REQUIRED TASK A
In the SQL tutorial below, which clause is described as the only way to sort results?
━━━━━ SOURCE DOCUMENT ━━━━━
SQL Queries and Sub Queries

SQL Queries and Sub Queries
 

SQL Queries:

The SQL queries are the most common and essential SQL operations. Via an SQL query, one can search the database for the information needed. SQL queries are executed with the “SELECT” statement. An SQL query can be more specific, with the help of several clauses like

FROM - it indicates the table where the search will be made.

WHERE - it's used to define the rows, in which the search will be carried. All rows, for which the WHERE clause is not true, will be excluded.

ORDER BY - this is the only way to sort the results in SQL. Otherwise, they will be returned in a random order.

Some of the simple Sql queries are,

1. Display all information in the tables EMP and DEPT.

SELECT * FROM emp;
SELECT * FROM dept;

2. Display only the hire date and employee name for each employee.

SELECT hiredate, ename FROM emp;

3. Display the hire date, name and department number for all clerks.

SELECT hiredate, ename, deptno FROM emp WHERE job = ’CLERK’;

4. Display the names and salaries of all employees with a salary greater than 2000.

SELECT ename, sal FROM emp WHERE sal > 2000;

5. Display the names of all employees with an ‘A’ in their name.

SELECT ename FROM emp WHERE ename LIKE ’%A%’;

6. Display the names of all employees with exactly 5 letters in their name.

SELECT ename FROM emp WHERE ename LIKE’ ’;

7. Display the names and hire dates of all employees hired in 2012 or 2013

SELECT ename, hiredate FROM emp
WHERE hiredate LIKE ’%2012’ OR hiredate LIKE ’%2013’;
Or
SELECT ename, hiredate FROM emp
WHERE hiredate >= ’1/1/2012’ AND hiredate <= ’31/12/2013’;

8. Display the names and dates of employees with the column headers "Name" and "Start Date"

SELECT ename AS "Name", hiredate AS "Start Date" FROM emp;

9. Display the names and hire dates of all employees in the order they were hired.
━━━━━ RECORDS PROVIDED ━━━━━
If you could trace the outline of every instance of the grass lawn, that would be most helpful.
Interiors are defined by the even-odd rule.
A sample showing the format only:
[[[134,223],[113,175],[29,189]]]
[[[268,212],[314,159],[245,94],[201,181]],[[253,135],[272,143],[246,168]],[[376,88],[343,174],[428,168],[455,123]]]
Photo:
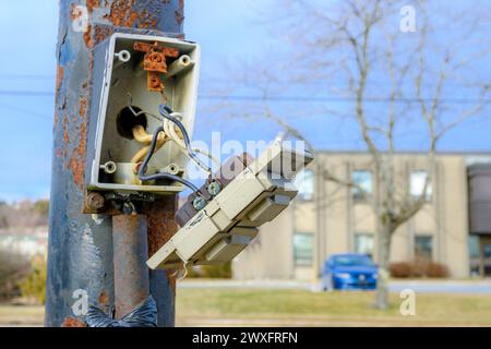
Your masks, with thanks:
[[[373,292],[313,293],[302,290],[181,289],[178,325],[298,326],[491,326],[491,297],[417,294],[416,315],[373,309]]]
[[[416,315],[371,306],[373,292],[179,289],[177,326],[491,326],[491,297],[417,294]],[[43,325],[43,306],[0,305],[0,325]]]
━━━━━
REQUIRED TASK B
Copy the records above word for word, leaving out the picture.

FULL RESPONSE A
ORDER BY

FULL RESPONSE B
If you could trace the outline of every instance of the grass lawn, that would be most helpful.
Interiors are defined by the even-odd rule.
A sample showing the format only:
[[[134,223],[113,175],[29,189]]]
[[[268,212],[314,159],[245,94],[201,181]],[[253,135],[272,143],[246,168]],[[376,88],[343,174],[428,168],[455,123]]]
Photo:
Your masks, with thanks:
[[[373,292],[313,293],[302,290],[181,289],[178,325],[298,326],[491,326],[491,297],[417,294],[416,315],[373,309]]]
[[[416,315],[371,306],[373,292],[179,289],[177,326],[491,326],[491,297],[417,294]],[[43,325],[43,306],[0,305],[0,325]]]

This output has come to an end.